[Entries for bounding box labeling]

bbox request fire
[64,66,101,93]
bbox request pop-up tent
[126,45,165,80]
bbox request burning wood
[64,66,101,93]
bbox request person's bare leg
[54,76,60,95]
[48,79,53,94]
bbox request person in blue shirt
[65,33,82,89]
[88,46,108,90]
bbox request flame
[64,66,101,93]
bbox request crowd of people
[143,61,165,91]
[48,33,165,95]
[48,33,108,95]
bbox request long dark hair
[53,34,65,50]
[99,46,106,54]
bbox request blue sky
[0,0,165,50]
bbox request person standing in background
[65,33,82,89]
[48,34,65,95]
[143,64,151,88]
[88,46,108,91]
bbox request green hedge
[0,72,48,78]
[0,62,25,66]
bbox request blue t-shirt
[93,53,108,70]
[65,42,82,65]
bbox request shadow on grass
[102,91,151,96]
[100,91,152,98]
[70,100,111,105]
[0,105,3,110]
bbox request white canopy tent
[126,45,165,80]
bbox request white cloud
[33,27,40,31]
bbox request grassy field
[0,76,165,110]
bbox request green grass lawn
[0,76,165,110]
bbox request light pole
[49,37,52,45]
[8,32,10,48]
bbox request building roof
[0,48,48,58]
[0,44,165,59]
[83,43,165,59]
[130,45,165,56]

--

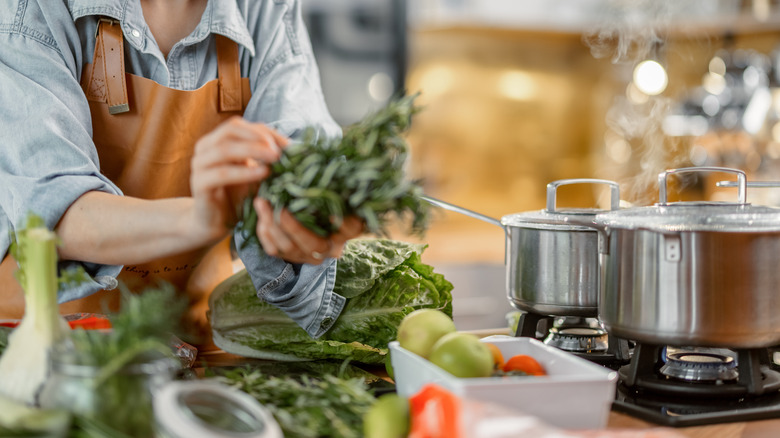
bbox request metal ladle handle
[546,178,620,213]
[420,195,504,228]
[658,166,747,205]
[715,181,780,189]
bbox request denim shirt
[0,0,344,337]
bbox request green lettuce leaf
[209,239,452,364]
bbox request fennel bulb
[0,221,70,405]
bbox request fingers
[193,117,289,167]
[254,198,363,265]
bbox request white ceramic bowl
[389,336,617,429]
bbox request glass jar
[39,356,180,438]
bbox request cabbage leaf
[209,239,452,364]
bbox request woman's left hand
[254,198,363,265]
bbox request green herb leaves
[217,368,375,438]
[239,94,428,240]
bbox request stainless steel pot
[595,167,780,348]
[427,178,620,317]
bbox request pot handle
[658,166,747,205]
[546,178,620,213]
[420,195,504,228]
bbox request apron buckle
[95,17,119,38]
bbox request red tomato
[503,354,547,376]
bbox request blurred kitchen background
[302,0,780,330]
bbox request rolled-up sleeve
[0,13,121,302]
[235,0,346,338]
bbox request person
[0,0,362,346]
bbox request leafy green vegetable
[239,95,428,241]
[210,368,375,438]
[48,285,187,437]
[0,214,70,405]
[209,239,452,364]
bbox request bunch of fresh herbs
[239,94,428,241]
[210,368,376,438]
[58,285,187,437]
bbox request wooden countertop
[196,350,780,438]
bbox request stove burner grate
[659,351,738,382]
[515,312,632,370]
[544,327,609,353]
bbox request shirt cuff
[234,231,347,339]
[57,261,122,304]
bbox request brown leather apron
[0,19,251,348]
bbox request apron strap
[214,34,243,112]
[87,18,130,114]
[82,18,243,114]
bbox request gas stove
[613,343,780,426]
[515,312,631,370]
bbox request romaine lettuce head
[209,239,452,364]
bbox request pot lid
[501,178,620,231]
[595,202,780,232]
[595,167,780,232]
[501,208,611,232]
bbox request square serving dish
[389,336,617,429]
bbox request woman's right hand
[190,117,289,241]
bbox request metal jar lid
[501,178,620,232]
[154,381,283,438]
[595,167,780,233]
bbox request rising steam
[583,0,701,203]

---

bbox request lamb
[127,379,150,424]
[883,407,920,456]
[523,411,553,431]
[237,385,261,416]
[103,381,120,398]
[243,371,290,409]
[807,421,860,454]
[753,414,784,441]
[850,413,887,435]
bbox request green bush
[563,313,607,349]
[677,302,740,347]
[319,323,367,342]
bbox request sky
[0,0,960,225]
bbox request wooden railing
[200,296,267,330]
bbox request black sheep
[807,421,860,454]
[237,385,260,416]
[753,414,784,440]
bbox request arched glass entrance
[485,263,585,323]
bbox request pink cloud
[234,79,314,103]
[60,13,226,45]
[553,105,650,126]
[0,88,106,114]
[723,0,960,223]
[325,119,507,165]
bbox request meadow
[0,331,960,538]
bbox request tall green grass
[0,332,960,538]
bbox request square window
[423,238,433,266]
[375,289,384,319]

Exercise brief =>
Output every line above from the one containing "bbox request fire" down to the one containing "[8,32,10,48]", both included, with no changes.

Answer =>
bbox request fire
[64,66,101,93]
bbox request pop-up tent
[126,45,165,80]
bbox request burning wood
[64,66,101,93]
bbox request person's bare leg
[54,76,60,95]
[48,79,53,94]
bbox request person in blue shirt
[65,33,82,89]
[88,46,108,90]
bbox request flame
[64,66,101,93]
bbox request crowd of people
[143,61,165,91]
[48,33,165,95]
[48,33,108,95]
bbox request long dark hair
[53,34,65,50]
[99,46,106,54]
bbox request blue sky
[0,0,165,50]
bbox request person standing in background
[65,33,82,89]
[48,34,65,95]
[143,64,151,88]
[88,46,108,91]
bbox request green hedge
[0,72,48,78]
[0,62,25,66]
bbox request blue t-shirt
[93,53,108,70]
[65,42,82,65]
bbox request shadow on grass
[102,91,151,96]
[100,91,152,98]
[70,100,111,105]
[0,105,3,110]
bbox request white canopy tent
[126,45,165,80]
bbox request white cloud
[33,27,40,31]
bbox request grassy field
[0,76,165,110]
bbox request green grass lawn
[0,76,165,110]
bbox request light pole
[49,37,52,45]
[8,32,10,48]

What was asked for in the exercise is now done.